Task directions: Transcribe exactly the lines from the one holding "of the unopened" through the closing line of the entries below. Pictures stay out of the copy.

Image point grounding data:
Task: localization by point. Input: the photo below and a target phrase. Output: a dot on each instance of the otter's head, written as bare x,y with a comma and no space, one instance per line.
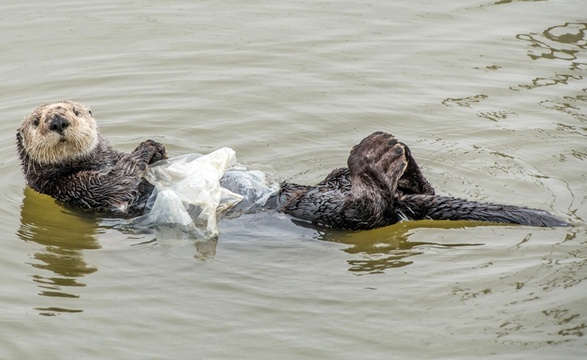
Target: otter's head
57,132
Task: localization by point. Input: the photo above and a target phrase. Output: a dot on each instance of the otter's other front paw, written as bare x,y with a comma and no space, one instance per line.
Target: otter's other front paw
152,150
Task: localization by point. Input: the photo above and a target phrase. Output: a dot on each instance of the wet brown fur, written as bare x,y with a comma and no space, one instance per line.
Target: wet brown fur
64,156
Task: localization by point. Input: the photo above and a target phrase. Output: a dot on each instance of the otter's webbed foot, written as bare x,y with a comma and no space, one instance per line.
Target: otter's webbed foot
151,151
376,165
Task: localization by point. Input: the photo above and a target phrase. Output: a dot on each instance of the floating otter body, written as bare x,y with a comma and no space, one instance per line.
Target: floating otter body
64,156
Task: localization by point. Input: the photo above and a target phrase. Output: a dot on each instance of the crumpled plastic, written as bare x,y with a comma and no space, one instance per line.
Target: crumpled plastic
192,191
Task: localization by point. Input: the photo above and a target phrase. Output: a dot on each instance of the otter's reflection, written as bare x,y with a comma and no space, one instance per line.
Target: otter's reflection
375,251
64,236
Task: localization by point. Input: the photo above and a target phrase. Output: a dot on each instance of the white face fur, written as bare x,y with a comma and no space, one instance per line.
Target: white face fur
59,132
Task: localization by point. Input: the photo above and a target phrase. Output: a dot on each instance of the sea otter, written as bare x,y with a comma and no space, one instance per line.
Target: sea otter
64,156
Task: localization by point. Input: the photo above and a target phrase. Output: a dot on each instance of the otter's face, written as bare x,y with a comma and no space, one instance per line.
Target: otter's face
58,132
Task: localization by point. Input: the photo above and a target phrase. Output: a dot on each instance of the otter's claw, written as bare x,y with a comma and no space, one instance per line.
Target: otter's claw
155,151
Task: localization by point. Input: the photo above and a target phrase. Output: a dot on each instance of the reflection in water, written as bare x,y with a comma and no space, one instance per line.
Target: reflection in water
562,42
64,237
566,42
390,247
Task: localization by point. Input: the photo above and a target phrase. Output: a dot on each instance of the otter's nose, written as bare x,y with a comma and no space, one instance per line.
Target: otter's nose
58,124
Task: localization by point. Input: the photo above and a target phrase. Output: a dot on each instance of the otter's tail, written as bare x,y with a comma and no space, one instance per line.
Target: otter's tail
435,207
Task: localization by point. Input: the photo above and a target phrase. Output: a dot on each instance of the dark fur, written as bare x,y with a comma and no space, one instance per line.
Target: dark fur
103,180
381,186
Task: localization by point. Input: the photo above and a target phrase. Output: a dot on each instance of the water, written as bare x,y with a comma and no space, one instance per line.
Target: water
489,95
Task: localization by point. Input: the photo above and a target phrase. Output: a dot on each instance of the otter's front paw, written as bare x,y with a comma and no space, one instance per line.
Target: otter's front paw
153,151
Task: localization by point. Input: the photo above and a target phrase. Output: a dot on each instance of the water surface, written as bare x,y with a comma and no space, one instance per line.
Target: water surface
489,95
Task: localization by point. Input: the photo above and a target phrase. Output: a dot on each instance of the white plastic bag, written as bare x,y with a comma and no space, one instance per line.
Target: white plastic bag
190,192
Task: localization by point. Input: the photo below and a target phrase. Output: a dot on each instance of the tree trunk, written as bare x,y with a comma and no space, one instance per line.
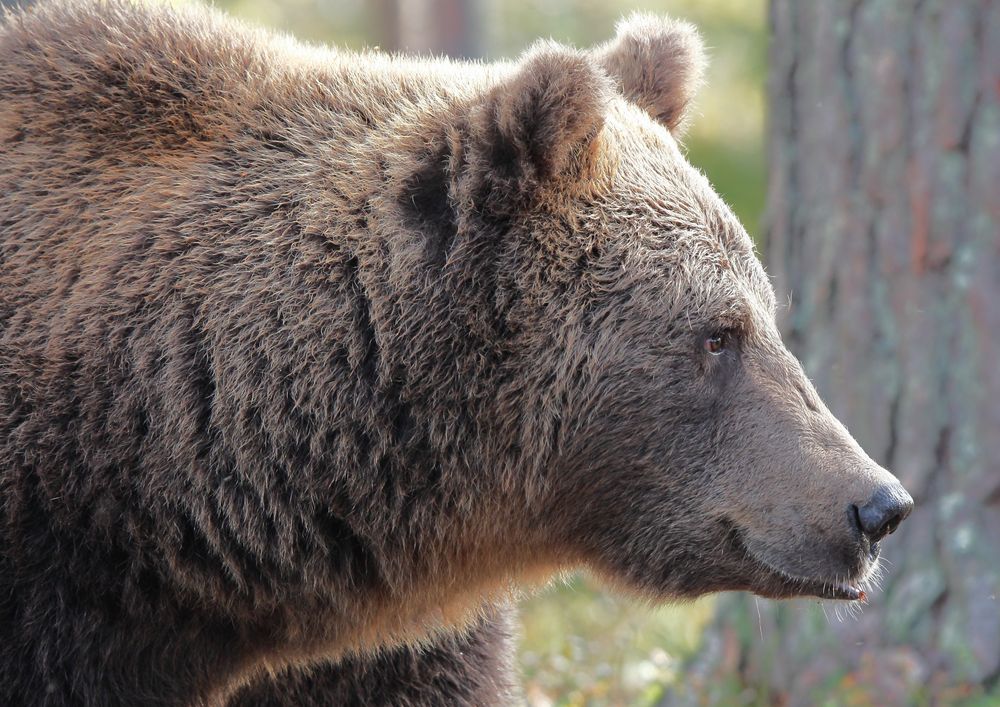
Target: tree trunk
883,238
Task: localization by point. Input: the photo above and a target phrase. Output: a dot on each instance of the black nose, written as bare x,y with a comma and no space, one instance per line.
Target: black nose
884,512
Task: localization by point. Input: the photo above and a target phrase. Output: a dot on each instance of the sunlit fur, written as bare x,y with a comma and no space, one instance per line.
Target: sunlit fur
308,358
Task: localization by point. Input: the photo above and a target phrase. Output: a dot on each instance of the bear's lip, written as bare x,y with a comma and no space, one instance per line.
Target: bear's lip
779,584
788,587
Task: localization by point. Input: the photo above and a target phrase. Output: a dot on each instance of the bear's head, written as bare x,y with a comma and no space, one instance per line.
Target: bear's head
648,414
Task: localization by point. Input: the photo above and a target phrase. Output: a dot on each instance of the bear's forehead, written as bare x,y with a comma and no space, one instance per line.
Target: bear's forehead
665,213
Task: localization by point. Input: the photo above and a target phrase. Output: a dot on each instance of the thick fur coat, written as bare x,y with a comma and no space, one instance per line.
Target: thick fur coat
307,358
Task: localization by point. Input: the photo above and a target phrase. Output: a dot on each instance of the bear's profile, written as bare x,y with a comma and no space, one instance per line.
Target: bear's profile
308,357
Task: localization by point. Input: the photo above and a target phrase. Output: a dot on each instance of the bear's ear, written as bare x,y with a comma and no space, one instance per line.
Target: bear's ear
658,64
534,128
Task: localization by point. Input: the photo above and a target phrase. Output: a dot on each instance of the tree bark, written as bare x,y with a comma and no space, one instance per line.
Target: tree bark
883,238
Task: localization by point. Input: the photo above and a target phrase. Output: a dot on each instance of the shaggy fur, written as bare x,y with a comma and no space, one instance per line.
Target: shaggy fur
309,357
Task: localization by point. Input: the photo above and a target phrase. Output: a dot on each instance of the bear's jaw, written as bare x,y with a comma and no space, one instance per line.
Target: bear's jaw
772,582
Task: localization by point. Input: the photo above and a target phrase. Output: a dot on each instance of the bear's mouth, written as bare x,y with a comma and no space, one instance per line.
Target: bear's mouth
772,582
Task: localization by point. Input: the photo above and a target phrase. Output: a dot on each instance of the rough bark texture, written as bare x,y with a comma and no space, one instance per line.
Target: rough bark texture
884,240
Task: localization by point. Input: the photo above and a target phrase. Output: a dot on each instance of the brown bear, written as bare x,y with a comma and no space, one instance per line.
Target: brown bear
307,358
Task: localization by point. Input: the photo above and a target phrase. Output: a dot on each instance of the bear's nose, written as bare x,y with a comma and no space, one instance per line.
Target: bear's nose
884,512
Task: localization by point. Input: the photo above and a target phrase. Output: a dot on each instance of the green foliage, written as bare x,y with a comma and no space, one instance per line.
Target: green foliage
581,645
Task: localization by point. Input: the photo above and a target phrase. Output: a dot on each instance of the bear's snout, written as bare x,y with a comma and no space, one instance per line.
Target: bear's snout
881,515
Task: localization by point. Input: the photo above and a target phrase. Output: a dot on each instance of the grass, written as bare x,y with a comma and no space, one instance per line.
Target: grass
581,646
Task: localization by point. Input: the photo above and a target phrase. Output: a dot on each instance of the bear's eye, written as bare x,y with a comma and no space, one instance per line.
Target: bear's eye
716,343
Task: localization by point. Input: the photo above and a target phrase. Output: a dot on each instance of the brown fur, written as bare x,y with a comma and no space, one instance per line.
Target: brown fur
308,355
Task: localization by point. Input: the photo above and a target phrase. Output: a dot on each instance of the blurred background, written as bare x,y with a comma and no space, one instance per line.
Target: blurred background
859,142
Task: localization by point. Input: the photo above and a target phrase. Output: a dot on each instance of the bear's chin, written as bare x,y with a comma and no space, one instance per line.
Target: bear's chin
767,578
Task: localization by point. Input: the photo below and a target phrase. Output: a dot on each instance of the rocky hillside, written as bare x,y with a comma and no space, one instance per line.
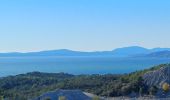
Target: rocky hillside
157,77
67,94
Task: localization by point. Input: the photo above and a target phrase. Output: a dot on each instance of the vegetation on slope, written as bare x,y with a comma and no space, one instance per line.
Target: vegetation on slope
31,85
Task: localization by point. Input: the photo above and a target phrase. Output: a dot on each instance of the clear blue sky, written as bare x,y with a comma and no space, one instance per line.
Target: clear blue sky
86,25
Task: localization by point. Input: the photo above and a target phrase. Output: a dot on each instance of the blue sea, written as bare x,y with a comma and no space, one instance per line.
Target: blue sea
76,65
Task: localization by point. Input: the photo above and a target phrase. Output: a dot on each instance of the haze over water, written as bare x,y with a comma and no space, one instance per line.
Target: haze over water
76,65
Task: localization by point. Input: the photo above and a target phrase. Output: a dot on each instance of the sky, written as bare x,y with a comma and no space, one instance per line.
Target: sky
83,25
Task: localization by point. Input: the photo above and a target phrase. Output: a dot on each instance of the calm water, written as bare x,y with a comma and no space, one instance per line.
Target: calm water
75,65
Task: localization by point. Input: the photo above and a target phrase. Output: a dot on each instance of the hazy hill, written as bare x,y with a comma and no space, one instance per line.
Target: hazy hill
119,52
160,54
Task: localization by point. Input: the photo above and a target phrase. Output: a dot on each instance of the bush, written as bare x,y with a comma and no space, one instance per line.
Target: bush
166,87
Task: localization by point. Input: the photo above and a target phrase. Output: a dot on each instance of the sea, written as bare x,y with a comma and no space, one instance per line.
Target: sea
76,65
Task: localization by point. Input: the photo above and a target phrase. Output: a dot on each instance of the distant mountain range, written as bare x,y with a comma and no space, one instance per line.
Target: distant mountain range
133,51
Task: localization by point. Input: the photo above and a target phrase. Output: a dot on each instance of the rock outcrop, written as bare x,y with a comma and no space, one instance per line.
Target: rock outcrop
67,94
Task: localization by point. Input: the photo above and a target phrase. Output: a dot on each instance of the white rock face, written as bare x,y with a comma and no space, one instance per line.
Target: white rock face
68,94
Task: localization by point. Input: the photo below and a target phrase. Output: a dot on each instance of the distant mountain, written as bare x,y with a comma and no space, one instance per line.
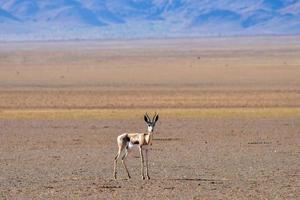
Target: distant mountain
98,19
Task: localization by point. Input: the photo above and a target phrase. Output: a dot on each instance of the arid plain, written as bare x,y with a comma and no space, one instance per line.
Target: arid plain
229,124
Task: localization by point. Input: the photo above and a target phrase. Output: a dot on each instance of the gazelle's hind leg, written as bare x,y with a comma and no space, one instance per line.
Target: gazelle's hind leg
147,174
115,163
121,145
123,161
142,162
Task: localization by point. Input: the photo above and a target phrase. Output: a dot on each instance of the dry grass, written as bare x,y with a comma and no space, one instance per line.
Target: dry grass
51,114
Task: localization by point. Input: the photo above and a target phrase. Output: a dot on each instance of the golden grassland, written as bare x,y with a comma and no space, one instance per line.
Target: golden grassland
51,114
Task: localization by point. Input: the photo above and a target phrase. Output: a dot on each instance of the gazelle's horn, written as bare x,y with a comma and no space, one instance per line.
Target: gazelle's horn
146,114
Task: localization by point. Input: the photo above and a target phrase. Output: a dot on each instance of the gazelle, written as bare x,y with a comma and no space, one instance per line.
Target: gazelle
127,140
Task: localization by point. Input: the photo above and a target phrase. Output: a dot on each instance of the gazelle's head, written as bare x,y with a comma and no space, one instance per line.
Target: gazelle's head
151,123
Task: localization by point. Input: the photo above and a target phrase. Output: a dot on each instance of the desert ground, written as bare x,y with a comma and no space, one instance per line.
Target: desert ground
229,124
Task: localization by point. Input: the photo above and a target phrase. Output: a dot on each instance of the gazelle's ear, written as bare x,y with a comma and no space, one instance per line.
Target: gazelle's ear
145,118
156,118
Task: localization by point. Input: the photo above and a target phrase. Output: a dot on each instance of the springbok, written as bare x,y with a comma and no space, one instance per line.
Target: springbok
127,140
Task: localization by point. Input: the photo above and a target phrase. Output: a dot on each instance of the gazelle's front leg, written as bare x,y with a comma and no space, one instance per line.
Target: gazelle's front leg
142,163
147,174
124,164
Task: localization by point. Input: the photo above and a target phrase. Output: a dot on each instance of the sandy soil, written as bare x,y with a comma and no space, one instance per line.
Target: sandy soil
202,159
229,125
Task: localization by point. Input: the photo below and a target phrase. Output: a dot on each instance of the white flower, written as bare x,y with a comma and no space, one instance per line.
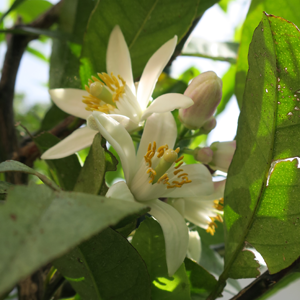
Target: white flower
156,172
202,210
116,94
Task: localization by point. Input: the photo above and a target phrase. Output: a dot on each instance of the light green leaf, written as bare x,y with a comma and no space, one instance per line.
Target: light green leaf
201,281
15,166
261,202
150,25
110,268
38,225
285,9
149,242
65,171
223,51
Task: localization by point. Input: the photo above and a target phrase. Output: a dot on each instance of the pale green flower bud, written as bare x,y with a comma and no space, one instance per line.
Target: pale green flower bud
222,155
206,92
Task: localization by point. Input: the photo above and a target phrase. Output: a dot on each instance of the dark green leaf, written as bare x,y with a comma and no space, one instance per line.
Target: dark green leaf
92,174
151,24
227,89
110,268
149,242
285,9
261,196
15,166
201,281
225,51
38,225
65,170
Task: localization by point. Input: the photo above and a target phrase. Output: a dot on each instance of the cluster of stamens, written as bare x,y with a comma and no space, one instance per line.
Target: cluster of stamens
104,92
164,179
219,205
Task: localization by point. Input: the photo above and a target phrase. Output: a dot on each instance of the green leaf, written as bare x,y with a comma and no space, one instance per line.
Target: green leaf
92,174
228,88
261,203
13,6
223,51
15,166
149,242
285,9
38,225
150,25
65,170
201,281
110,268
4,186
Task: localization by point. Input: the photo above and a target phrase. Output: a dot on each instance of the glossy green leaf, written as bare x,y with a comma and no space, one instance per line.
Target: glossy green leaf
38,225
65,171
261,202
146,26
16,166
149,242
227,89
110,268
285,9
201,281
91,176
226,51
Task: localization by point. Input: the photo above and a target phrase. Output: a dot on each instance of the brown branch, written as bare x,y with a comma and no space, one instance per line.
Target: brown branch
265,282
16,45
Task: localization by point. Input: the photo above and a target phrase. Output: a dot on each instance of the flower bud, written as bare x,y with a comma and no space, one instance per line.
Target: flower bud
222,155
206,92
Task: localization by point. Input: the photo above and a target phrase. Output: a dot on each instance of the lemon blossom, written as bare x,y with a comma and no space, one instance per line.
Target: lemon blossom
155,171
202,210
116,94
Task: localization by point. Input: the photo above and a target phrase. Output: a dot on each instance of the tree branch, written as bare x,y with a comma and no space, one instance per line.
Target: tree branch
265,282
16,45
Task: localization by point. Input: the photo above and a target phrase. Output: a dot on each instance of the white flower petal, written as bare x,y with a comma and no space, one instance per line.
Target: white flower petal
175,233
159,128
153,69
167,102
120,191
118,57
194,249
126,122
119,138
79,139
201,182
70,101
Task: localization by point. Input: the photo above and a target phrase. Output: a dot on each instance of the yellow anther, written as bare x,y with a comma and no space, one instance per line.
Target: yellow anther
178,171
179,159
179,165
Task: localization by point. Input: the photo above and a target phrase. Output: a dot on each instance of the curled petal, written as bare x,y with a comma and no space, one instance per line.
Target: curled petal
201,182
118,57
167,102
70,101
175,233
118,137
120,191
153,69
159,128
79,139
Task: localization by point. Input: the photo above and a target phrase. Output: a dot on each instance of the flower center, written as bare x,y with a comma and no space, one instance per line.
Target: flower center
104,93
219,205
167,158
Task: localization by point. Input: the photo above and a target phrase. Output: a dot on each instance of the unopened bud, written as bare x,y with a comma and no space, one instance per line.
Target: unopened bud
206,92
204,155
222,155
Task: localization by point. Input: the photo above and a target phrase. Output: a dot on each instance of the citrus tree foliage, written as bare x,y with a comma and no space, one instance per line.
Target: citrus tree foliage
85,224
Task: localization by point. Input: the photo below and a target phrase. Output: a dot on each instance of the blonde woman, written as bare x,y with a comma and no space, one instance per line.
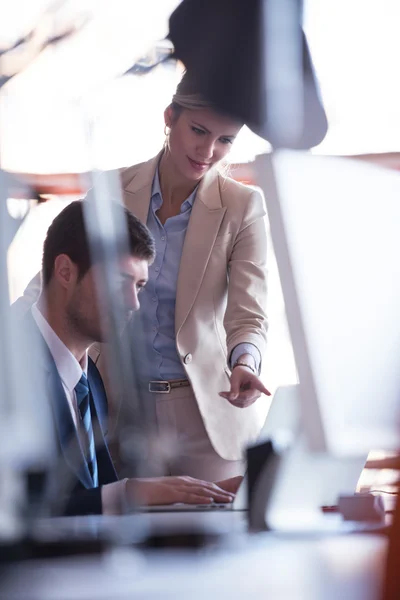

Worked solution:
Task: localization by point. Input: the photo above and a target phrase. Output: a dot on each instance of the unopened bud, written as bare x,y with a comma and no space, one instance per line.
Target: unopened bud
206,92
204,155
222,155
Task: localization by point. Input: the photo above and a target phrase. Output: a dot on each instance of the citrus tree foliage, written as bare x,y with a comma and no space, one instance per line.
Target: citrus tree foliage
85,224
Task: localization by point. Input: the photo below and a target phrase. Output: a dot on each instance of the blonde woman, written as bare x,y with a comma and no space, one instance per line.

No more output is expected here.